* **WHAT YOU NEED TO DO**
a) Could you give the passage of the healthcare outcomes article from "You can, and" to "alignment are critical." again, changing "open dialogue" to "honest conversation"?
b) Can you carry the article on improving employer healthcare outcomes further, picking up after its last sentence?

4 steps employers can take to improve healthcare outcomes
At a recent Pacific Business Group on Health forum, one large employer said after seeing tens of millions of dollars a year spent on healthcare, she could not point to any improvements in employee health. Sadly, this is reflective of the purchaser experience across the country. It is easy to get discouraged about the state of healthcare in this country as costs continue to go up, and widespread quality and health improvement seem elusive.
I’m frequently in Washington, D.C., and while there have been glimmers of hope for meaningful policy intervention, as industry interests pushback on change, it looks increasingly unlikely that we will get to any meaningful solutions.
There isn't much to feel good about — and that's why the early results from the Transforming Clinical Practice Initiative going on in my home state of California were such a welcome positive change. With funding from CMS, my organization, PBGH, teamed up with LA Care Health Plan, and the Southwest Pediatric Practice Transformation Network (a partnership of CHOC Children's Hospital and Rady Children's Hospital) as part of the most extensive quality improvement effort ever underway in the golden state, and possibly the country. We worked with close to 10,000 providers, touching the lives of 5.9 million Californians, all while saving $6 for every $1 invested. Together we helped California patients avoid 67,000 emergency department visits, 57,000 hospital admissions and we improved care or outcomes for three-quarters of a million people.
This massive undertaking has enormous implications for employers and their partners who wish to share our success. Here is my advice on how to get started.
Employers need to understand primary care is the right investment
As employers, it seems like we spend almost all our time focused on the significant cost drivers — chronic disease, prescription drugs and specialty care. And yet unlike the U.S, every other country with a healthcare system that is high quality and cost-effective has a system built around robust primary care. This initiative showed once again that investment in primary care today yields enormous cost savings tomorrow. Most importantly, it improves health outcomes for our employees, members and their families. As employers, we can not only push our health plan partners to invest in primary care; we can come together to support quality improvement initiatives.
You can, and should, partner with providers
Speaking for large employers, sometimes it seems like we are often at odds with provider organizations, as we work to figure out issues like networks or performance metrics. When we lament rising costs and poor quality, it can sometimes feel like it is us vs. them. One of the most amazing elements of our work in California was that it brought providers and employers together onto the same team. We had an open dialogue about quality and the meaningful quality measures, and we touched almost 10,000 of the primary care providers working in the state.
Payment reform and multi-payer alignment are critical.

* **LISTED RECORDS**
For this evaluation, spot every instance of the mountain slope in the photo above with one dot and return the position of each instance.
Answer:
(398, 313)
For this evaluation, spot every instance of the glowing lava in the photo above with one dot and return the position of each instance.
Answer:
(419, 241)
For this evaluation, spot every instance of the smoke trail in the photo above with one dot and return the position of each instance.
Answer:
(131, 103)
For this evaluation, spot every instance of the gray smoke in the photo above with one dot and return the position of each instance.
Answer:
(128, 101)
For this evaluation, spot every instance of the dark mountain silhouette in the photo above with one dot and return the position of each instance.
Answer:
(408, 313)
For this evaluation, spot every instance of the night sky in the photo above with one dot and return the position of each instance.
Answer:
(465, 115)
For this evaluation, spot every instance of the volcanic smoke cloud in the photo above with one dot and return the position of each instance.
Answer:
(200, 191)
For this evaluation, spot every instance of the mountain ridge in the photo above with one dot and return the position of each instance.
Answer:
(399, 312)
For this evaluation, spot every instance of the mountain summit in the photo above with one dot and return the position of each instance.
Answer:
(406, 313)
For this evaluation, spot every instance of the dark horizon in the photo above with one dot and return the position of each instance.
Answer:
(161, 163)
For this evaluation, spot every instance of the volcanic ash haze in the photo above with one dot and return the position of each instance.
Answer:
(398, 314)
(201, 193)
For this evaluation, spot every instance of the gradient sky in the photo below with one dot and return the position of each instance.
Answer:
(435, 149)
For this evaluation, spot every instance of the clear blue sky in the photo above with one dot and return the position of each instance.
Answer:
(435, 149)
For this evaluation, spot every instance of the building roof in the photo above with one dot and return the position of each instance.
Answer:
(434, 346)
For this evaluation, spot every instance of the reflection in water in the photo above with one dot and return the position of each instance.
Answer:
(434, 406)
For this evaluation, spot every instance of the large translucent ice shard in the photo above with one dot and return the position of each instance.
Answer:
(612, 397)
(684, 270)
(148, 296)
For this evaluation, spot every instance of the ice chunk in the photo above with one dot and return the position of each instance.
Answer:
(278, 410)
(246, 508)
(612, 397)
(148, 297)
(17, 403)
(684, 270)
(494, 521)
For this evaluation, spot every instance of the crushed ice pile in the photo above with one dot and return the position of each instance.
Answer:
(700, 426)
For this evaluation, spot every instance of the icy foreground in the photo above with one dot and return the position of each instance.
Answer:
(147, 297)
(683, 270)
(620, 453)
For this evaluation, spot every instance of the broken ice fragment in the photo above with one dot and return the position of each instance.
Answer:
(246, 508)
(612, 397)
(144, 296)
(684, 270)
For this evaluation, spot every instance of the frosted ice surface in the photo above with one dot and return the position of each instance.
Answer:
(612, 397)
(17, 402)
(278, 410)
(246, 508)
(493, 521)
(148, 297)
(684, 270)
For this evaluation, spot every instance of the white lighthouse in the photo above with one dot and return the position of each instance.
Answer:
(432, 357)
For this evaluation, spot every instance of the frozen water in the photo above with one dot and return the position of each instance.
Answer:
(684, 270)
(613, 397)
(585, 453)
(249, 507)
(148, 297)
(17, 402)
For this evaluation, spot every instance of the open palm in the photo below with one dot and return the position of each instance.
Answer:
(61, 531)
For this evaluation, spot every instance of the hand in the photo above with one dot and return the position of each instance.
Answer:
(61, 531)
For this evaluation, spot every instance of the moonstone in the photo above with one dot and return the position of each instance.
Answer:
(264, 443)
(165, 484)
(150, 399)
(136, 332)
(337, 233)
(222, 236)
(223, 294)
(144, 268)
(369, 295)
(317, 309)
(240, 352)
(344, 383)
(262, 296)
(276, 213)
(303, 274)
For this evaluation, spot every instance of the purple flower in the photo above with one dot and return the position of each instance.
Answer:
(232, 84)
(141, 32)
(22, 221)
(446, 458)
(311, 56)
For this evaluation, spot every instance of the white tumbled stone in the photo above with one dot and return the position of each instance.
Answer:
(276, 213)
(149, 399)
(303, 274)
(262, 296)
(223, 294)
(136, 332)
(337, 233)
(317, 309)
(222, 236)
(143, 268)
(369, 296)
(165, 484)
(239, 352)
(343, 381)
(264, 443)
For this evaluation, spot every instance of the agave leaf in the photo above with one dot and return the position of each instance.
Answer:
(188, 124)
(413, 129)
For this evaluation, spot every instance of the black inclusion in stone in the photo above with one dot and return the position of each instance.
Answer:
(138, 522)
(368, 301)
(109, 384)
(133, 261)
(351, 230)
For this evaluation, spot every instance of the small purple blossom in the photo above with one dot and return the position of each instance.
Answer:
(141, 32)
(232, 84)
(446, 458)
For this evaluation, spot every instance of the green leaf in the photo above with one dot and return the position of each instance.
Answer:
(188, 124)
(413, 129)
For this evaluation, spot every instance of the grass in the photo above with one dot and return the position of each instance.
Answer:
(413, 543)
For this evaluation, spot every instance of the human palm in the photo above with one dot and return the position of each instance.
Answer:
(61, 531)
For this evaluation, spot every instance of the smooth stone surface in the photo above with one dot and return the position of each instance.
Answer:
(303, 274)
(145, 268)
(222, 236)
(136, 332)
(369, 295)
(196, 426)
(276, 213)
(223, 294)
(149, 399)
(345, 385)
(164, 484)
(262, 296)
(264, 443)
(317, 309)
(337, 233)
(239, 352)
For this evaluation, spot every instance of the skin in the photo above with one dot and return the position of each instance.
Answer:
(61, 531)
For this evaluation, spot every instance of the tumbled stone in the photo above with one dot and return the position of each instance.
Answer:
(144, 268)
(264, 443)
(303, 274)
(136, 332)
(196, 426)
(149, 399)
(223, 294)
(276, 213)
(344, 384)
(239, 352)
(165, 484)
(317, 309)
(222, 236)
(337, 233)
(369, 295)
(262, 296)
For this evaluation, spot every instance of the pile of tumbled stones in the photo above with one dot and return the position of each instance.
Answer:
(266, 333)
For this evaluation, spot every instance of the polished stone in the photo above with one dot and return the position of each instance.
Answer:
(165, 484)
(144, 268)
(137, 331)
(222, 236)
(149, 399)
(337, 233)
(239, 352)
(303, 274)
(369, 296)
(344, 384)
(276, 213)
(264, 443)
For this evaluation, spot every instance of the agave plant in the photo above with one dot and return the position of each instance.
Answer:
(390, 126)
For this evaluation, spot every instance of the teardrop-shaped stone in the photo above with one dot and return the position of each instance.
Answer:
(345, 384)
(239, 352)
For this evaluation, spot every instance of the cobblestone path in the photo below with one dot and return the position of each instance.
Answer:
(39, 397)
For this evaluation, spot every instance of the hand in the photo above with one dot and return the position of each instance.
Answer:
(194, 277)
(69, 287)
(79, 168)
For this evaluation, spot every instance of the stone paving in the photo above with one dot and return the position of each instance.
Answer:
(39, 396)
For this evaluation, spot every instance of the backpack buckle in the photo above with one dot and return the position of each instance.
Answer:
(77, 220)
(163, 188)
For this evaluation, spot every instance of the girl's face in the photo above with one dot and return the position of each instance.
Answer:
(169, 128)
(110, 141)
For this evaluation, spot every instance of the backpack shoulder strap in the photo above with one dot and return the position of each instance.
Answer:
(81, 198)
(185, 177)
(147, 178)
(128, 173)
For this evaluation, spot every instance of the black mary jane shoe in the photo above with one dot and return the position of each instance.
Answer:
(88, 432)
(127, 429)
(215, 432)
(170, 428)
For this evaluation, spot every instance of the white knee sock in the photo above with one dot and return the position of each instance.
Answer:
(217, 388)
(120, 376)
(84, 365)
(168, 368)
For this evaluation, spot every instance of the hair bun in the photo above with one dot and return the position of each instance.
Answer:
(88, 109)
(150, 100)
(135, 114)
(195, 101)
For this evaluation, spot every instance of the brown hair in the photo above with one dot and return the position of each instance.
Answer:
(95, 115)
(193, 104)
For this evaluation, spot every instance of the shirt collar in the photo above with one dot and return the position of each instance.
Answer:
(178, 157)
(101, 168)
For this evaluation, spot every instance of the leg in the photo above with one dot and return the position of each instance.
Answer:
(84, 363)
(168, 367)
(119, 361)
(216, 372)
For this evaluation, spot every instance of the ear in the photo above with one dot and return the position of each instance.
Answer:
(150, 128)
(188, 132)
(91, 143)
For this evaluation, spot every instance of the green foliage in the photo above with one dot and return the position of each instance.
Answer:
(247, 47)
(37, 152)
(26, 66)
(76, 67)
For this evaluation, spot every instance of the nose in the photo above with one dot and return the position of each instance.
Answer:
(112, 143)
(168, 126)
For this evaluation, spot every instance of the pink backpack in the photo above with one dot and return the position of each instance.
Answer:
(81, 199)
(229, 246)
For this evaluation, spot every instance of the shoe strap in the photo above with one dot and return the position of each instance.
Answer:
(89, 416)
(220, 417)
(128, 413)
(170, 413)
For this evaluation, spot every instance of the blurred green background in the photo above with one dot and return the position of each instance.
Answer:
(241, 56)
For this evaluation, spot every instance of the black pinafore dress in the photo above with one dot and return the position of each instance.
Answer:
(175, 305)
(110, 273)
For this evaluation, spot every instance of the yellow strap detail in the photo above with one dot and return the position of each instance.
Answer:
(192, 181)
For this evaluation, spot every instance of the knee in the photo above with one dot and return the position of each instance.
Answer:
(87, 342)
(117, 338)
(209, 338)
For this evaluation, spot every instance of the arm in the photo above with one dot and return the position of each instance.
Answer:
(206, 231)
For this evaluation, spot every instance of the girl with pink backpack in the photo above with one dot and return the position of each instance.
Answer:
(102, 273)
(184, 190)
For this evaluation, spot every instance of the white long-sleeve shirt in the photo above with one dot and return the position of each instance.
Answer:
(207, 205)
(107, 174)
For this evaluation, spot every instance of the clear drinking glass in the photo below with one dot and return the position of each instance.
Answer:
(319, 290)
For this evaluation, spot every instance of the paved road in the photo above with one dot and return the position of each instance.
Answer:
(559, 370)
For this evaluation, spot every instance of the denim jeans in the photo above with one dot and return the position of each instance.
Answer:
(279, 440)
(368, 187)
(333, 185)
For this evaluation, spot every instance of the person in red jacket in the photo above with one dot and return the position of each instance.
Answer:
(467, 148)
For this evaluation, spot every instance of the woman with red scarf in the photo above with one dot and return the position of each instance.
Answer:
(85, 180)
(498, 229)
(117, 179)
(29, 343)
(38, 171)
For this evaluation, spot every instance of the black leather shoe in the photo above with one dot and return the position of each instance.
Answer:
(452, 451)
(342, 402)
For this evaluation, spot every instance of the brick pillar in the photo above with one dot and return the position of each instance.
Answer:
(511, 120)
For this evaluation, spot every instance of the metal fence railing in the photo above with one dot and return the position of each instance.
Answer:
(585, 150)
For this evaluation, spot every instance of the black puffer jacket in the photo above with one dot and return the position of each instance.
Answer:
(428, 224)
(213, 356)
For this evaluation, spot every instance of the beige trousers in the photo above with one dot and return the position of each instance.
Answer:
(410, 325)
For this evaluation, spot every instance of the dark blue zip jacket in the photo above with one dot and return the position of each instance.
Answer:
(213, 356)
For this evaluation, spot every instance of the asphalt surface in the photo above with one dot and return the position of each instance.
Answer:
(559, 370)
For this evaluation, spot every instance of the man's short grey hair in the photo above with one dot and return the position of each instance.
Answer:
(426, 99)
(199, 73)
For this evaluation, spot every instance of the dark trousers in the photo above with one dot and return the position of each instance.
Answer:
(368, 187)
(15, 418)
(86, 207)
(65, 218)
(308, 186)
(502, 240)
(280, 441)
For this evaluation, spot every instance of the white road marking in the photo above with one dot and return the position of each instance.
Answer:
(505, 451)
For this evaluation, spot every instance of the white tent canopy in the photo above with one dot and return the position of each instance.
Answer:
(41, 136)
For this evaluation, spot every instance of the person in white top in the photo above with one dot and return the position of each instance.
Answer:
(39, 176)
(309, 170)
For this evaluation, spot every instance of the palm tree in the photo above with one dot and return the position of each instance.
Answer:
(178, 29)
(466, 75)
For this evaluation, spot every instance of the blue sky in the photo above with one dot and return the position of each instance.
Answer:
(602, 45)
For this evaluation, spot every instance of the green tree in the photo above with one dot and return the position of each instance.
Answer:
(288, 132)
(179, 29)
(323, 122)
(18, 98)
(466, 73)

* **RESPONSES FOR EACH TASK**
a)
You can, and should, partner with providers
Speaking for large employers, sometimes it seems like we are often at odds with provider organizations, as we work to figure out issues like networks or performance metrics. When we lament rising costs and poor quality, it can sometimes feel like it is us vs. them. One of the most amazing elements of our work in California was that it brought providers and employers together onto the same team. We had an honest conversation about quality and the meaningful quality measures, and we touched almost 10,000 of the primary care providers working in the state.
Payment reform and multi-payer alignment are critical.

b)
Pulling off a feat like this in California, is admittedly, somewhat easier than it may be in other states. We are a state with a high penetration of managed care and capitation. The majority of providers already get the same message from payers — "we pay for value, not volume." And of course, we were fortunate to have CMS grant funding to support this work. However, this success can be replicated anywhere. Employer coalitions can play a fundamental role in getting payers on the same page. It is critical that our alliances include public payers such as state Medicaid agencies and public employees’ retirement system organizations as well. Together, we can send signals to the market and let them know we are focused on supporting primary care.
How you pull all the stakeholders together is the secret sauce
When it came to doing this work, my organization had one massive advantage from the get-go: our multi-payer quality improvement program California Quality Collaborative (CQC). CQC is a healthcare improvement organization dedicated to advancing the quality and efficiency of the healthcare delivery system in California with a long history of supporting quality improvement, leading collaboratives, and workshops for providers and plans alike. The CQC steering committee is comprised of leaders from physician groups, health plans, purchasers, public health entities and their partners.
What this means in practice is that any quality improvement initiative CQC undertakes has multi-stakeholder and multi-payer collaboration from the get-go. The organization represents the vast majority of the payers in California. A medical practice won't — and shouldn't — improve the way they practice medicine to meet the wishes of a handful of their payers. By creating organizations like CQC that have collaboration and multi-payer heft, you can set the stage for wide-scale quality improvement efforts.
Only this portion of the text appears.